### SUPPLIED INFORMATION:
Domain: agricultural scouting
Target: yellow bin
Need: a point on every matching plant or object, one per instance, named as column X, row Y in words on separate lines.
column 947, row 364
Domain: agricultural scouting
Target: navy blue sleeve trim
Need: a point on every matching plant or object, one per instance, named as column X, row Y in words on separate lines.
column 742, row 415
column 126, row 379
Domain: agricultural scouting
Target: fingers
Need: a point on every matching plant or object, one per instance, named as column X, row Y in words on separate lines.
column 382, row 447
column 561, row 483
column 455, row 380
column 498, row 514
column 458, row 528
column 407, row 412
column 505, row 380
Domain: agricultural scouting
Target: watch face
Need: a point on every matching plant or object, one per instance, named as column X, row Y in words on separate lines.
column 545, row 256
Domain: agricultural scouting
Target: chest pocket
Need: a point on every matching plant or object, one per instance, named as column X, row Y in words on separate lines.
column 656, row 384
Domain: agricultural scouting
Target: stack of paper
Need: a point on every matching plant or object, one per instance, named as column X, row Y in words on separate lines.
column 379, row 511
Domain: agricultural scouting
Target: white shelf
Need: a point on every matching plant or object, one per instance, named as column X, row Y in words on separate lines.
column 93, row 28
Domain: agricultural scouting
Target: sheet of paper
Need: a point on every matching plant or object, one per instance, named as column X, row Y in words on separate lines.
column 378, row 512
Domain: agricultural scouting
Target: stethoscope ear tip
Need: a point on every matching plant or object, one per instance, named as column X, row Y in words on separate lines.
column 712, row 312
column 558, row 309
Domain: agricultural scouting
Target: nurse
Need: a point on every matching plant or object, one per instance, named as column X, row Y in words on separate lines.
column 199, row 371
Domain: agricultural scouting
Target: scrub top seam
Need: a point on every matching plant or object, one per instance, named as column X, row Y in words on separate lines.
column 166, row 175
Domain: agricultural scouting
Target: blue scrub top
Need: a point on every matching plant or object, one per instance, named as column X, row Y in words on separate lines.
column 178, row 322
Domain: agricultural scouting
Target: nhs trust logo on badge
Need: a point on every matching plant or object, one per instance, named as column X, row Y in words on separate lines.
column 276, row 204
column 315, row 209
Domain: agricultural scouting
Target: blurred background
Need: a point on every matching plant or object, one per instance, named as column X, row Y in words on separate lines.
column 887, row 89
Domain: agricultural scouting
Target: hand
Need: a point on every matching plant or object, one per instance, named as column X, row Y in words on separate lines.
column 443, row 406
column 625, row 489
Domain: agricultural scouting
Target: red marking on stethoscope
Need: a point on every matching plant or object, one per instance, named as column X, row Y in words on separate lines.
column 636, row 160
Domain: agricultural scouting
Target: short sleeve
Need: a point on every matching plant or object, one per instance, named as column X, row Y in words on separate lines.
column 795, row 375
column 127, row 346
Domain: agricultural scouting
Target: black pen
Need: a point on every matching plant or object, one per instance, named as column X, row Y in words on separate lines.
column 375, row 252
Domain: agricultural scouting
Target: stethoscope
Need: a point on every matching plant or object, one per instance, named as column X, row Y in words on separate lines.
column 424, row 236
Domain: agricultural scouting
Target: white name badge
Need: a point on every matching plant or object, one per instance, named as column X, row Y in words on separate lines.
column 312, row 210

### EXERCISE AIM:
Please reproduce the entire listing, exactly as shown.

### CORRECT OUTPUT:
Domain: agricultural scouting
Target: yellow bin
Need: a point on every matching plant or object, one per instance, named as column X, row Y in words on separate lines.
column 947, row 364
Domain: agricultural scouting
Target: navy blue sleeve trim
Need: a point on every matching plant or object, one per instance, named as column X, row Y in words on separate lines.
column 742, row 415
column 126, row 379
Domain: agricultural scouting
Target: fingers
Need: a point on every matching plant or object, one per instance, named as column X, row Y in words on separate lines.
column 382, row 447
column 561, row 483
column 455, row 380
column 498, row 514
column 458, row 528
column 407, row 412
column 505, row 380
Domain: agricultural scouting
Target: watch face
Need: a point on every matching plant or object, one per instance, named as column X, row Y in words on separate lines.
column 545, row 256
Domain: agricultural scouting
Target: chest pocket
Need: a point on every matching plant or object, one per instance, named as column X, row Y in words on separate lines.
column 656, row 384
Domain: agricultural scouting
Target: stack of paper
Need: a point on every matching plant or object, one per instance, named as column X, row Y in words on separate lines.
column 379, row 511
Domain: agricultural scouting
Target: white shelf
Need: a point on every matching plant or object, one per instance, named as column X, row Y in words on separate lines.
column 93, row 28
Domain: agricultural scouting
Target: sheet of paper
Need: a point on every matching plant or object, one per instance, named as column X, row Y in words on separate lines.
column 378, row 512
Domain: agricultural scouting
Target: stethoscope ear tip
Need: a point on every matching plant or object, one per instance, named as column X, row Y in words on separate lines.
column 712, row 312
column 558, row 309
Domain: agricultural scouting
Target: nurse
Need: a point on every matching plant or object, one per instance, named as column X, row Y in words on separate lines.
column 199, row 371
Domain: agricultural scouting
Target: scrub top seam
Need: a point on every matching plant or object, one per instance, named as column X, row Y in words on separate lines.
column 166, row 175
Domain: agricultural scouting
Target: blue scrub top
Need: a point on every matching plant or object, one per instance, named as column X, row Y in words on separate lines.
column 178, row 322
Domain: agricultural scouting
Target: nhs trust logo on badge
Need: a point on every matching plant or object, one per instance, named as column X, row Y in words on separate lines.
column 276, row 204
column 315, row 209
Domain: agricultural scouting
Target: blurred background
Need: a point on every matching plant or object, one per instance, named as column X, row Y in words on separate lines.
column 887, row 89
Domain: agricultural scouting
Target: hand
Need: a point on every matching plant or object, one per instance, named as column X, row Y in words on separate lines.
column 443, row 406
column 625, row 489
Domain: agricultural scouting
Target: red marking on stethoscope
Need: a point on every matching plant or object, one per instance, named as column X, row Y in words on separate lines.
column 636, row 160
Domain: agricultural scouting
Target: short sleeve
Need: a point on every matching plant or object, one per instance, named as column X, row Y in words on separate lines.
column 795, row 375
column 127, row 346
Domain: agricultural scouting
Target: black pen
Need: a point on every matching plant or object, one per instance, named as column X, row Y in words on separate lines.
column 375, row 252
Domain: agricultural scouting
Target: stethoscope
Need: a point on every matching plant or object, one per instance, named as column X, row Y in words on separate lines.
column 424, row 236
Domain: agricultural scouting
Target: white name badge
Need: a point on every matching plant or object, one per instance, named as column X, row Y in words on separate lines.
column 312, row 210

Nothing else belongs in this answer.